**What is required**
Tally how many lines of the material below contain the string "water", matching case exactly. Give only the number.

Image annotation data
#####

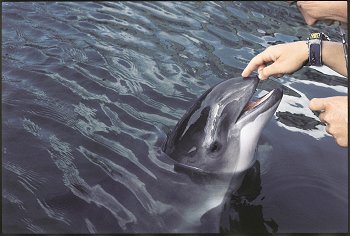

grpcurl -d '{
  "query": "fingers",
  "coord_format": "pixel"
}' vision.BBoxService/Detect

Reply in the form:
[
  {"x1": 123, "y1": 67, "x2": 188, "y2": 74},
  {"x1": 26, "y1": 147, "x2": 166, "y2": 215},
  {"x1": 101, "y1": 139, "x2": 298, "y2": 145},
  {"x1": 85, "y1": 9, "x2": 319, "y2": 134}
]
[
  {"x1": 241, "y1": 50, "x2": 273, "y2": 77},
  {"x1": 318, "y1": 112, "x2": 328, "y2": 125},
  {"x1": 309, "y1": 98, "x2": 327, "y2": 111},
  {"x1": 259, "y1": 63, "x2": 283, "y2": 80}
]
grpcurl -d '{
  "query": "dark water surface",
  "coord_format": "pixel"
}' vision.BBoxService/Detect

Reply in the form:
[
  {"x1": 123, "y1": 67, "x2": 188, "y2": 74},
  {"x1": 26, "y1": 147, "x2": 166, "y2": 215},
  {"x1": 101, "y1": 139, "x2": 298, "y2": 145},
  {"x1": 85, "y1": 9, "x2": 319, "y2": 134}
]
[{"x1": 2, "y1": 2, "x2": 348, "y2": 233}]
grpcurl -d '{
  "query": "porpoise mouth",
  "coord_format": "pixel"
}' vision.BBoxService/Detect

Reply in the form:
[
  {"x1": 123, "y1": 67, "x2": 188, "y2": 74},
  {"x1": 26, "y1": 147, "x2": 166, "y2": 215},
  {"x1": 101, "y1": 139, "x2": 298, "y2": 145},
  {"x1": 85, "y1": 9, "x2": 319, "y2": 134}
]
[{"x1": 237, "y1": 88, "x2": 283, "y2": 120}]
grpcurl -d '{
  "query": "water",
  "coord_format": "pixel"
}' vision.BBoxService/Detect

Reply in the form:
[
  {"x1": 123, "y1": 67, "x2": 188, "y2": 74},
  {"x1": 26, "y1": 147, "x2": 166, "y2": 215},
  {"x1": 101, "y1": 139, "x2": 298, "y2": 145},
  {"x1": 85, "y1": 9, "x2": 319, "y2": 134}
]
[{"x1": 2, "y1": 2, "x2": 348, "y2": 233}]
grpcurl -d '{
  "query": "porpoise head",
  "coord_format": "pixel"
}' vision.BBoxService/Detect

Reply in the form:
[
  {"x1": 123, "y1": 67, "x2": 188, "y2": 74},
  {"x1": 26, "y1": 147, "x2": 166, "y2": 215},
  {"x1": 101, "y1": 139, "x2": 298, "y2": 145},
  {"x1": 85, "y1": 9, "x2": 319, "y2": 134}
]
[{"x1": 163, "y1": 76, "x2": 282, "y2": 178}]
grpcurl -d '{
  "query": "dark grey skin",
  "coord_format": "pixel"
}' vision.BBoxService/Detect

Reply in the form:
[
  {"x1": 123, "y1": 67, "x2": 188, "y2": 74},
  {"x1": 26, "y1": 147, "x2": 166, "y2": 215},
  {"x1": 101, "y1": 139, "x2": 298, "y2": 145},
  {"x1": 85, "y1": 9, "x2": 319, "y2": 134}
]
[
  {"x1": 163, "y1": 76, "x2": 282, "y2": 177},
  {"x1": 157, "y1": 77, "x2": 282, "y2": 233}
]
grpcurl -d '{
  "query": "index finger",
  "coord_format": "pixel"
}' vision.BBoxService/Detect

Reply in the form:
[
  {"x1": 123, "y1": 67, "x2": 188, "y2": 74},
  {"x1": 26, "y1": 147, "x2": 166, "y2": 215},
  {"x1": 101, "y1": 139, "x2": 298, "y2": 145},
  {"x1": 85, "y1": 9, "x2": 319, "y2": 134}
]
[{"x1": 241, "y1": 50, "x2": 273, "y2": 77}]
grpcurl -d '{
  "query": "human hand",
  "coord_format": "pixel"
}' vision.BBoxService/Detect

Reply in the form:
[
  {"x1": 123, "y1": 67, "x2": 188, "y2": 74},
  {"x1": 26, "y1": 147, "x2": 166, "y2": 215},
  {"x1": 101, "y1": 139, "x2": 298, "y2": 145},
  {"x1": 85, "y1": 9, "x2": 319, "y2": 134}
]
[
  {"x1": 242, "y1": 41, "x2": 309, "y2": 80},
  {"x1": 297, "y1": 1, "x2": 348, "y2": 25},
  {"x1": 309, "y1": 96, "x2": 348, "y2": 147}
]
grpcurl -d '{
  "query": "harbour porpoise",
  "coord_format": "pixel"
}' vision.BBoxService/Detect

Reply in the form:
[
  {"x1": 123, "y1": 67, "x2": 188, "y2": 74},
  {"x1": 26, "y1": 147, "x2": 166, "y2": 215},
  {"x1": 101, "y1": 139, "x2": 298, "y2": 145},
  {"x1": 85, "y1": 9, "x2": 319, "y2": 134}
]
[
  {"x1": 163, "y1": 76, "x2": 283, "y2": 181},
  {"x1": 162, "y1": 76, "x2": 283, "y2": 232}
]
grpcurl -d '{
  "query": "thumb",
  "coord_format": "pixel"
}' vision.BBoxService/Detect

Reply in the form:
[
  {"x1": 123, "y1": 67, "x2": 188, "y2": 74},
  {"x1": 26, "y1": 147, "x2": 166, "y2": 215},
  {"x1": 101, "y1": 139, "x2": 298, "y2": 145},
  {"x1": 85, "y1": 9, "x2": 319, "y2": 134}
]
[
  {"x1": 309, "y1": 98, "x2": 326, "y2": 111},
  {"x1": 259, "y1": 62, "x2": 281, "y2": 80}
]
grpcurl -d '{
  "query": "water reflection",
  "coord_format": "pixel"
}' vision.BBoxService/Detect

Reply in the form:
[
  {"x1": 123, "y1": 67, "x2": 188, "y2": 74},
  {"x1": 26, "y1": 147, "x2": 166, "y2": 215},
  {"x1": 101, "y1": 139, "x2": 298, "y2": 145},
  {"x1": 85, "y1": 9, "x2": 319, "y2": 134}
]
[{"x1": 2, "y1": 2, "x2": 348, "y2": 233}]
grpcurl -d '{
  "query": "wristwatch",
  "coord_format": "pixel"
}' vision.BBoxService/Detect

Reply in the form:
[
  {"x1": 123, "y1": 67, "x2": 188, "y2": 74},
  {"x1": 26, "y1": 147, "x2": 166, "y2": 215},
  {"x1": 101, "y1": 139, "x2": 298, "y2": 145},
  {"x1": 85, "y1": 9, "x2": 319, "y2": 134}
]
[{"x1": 307, "y1": 32, "x2": 330, "y2": 66}]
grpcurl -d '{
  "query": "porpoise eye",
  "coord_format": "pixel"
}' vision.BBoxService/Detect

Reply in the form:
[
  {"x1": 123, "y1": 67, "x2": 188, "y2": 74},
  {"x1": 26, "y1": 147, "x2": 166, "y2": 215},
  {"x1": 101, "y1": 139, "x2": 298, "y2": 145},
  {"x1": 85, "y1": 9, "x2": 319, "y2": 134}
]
[{"x1": 209, "y1": 141, "x2": 220, "y2": 152}]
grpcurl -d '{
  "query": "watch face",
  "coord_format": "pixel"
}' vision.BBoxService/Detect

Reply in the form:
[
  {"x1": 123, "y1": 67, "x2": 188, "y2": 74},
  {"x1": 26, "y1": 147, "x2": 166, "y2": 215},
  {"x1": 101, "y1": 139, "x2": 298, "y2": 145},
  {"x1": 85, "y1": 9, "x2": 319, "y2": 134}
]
[{"x1": 310, "y1": 33, "x2": 321, "y2": 39}]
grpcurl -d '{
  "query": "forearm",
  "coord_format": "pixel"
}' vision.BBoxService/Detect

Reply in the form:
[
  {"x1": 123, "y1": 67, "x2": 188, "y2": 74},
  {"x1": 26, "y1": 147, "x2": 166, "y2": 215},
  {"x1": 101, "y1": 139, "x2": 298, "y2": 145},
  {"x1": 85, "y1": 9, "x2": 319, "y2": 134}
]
[{"x1": 322, "y1": 41, "x2": 348, "y2": 76}]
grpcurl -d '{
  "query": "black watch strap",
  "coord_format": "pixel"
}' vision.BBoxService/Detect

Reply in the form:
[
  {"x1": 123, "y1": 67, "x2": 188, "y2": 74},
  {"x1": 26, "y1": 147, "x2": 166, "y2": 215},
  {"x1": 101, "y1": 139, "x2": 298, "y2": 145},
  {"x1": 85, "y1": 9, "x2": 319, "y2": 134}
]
[{"x1": 307, "y1": 32, "x2": 329, "y2": 66}]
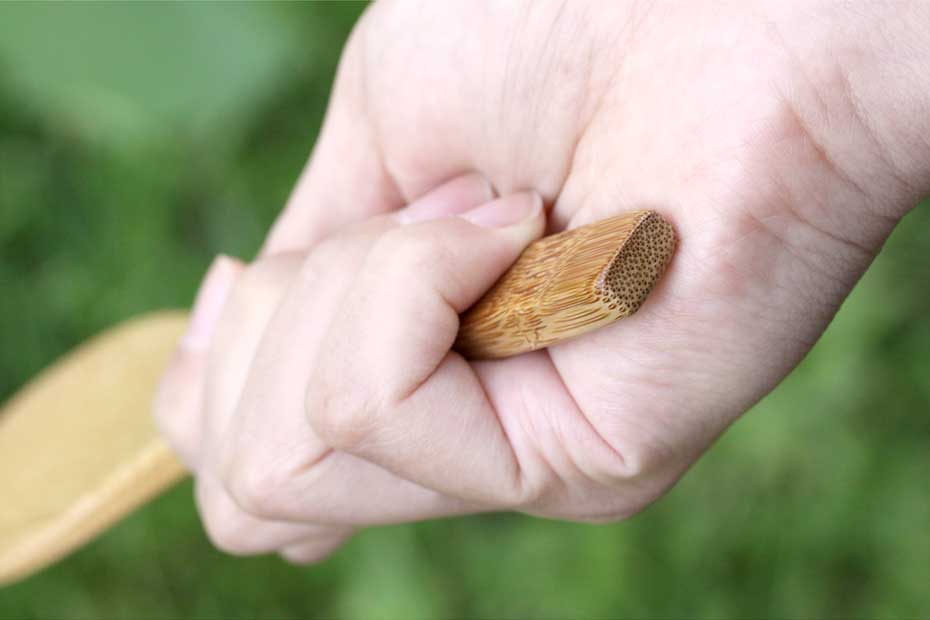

#####

**Task output**
3